Von diesen Ursprüngen scheint heute in der öffentlichen Wahrnehmung wenig übrig geblieben. Prägend ist einerseits der weltweite Erfolg des US-amerikanischen True-Crime-Formats “Serial”, der zum Aufkommen eines neuartigen, oft seriell strukturierten narrativen Audio- Journalismus führte. Daneben florieren ‘authentische’ Talk- und Gesprächsformate, bei denen Persönlichkeit und Subjektivität im Vordergrund stehen.
Andererseits wird die aktuelle Entwicklung durch große Plattformanbieter (Spotify, Audible) und Monetarisierungsbestrebungen geprägt: Ähnlich wie Musik unterliegen nun auch Wortinhalte verstärkt Prozessen algorithmischer Filterung und einer “Datafizierung” des Hörens. Damit befindet Podcasting sich zusehends im Spannungsfeld zwischen dezentral strukturierter Open- Source-Technologie und der “Einhegung” durch kommerziell ausgerichtete Plattformen. Nicht zuletzt wirken auch die Dynamiken der Aufmerksamkeitsökonomie auf die Entwicklung des Mediums ein.

> **Worum es geht**:
Welche Wörter stehen im Text über Podcasting in doppelten Anführungszeichen? Führe alle auf. Für die Bearbeitung sind die Einträge nicht nötig.

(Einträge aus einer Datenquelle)

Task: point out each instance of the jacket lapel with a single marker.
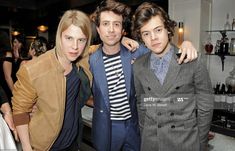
(172, 73)
(127, 67)
(101, 76)
(149, 76)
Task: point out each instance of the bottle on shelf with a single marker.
(233, 24)
(227, 24)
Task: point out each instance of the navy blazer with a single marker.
(101, 123)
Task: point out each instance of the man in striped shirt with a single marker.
(115, 120)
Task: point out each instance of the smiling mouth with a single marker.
(156, 45)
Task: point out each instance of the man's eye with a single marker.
(117, 25)
(69, 38)
(145, 34)
(105, 24)
(82, 40)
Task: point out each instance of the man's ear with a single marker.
(97, 29)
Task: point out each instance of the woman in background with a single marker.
(6, 139)
(10, 62)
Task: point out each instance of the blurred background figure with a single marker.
(37, 47)
(11, 58)
(7, 142)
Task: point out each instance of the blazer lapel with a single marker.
(149, 76)
(172, 72)
(127, 67)
(101, 76)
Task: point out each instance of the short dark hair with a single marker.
(114, 6)
(144, 13)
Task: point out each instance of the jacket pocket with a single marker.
(190, 123)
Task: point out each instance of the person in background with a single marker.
(37, 47)
(174, 102)
(10, 63)
(115, 120)
(7, 142)
(58, 84)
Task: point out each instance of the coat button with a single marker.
(177, 88)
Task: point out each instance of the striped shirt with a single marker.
(119, 104)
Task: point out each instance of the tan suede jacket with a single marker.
(42, 82)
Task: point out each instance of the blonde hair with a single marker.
(78, 19)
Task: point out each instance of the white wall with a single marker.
(199, 16)
(219, 10)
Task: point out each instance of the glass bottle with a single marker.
(227, 24)
(230, 80)
(208, 45)
(232, 46)
(233, 24)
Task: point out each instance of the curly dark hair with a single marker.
(144, 13)
(114, 6)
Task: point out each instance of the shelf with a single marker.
(218, 54)
(216, 127)
(220, 30)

> **Musterlösung**:
Serial, Datafizierung, Einhegung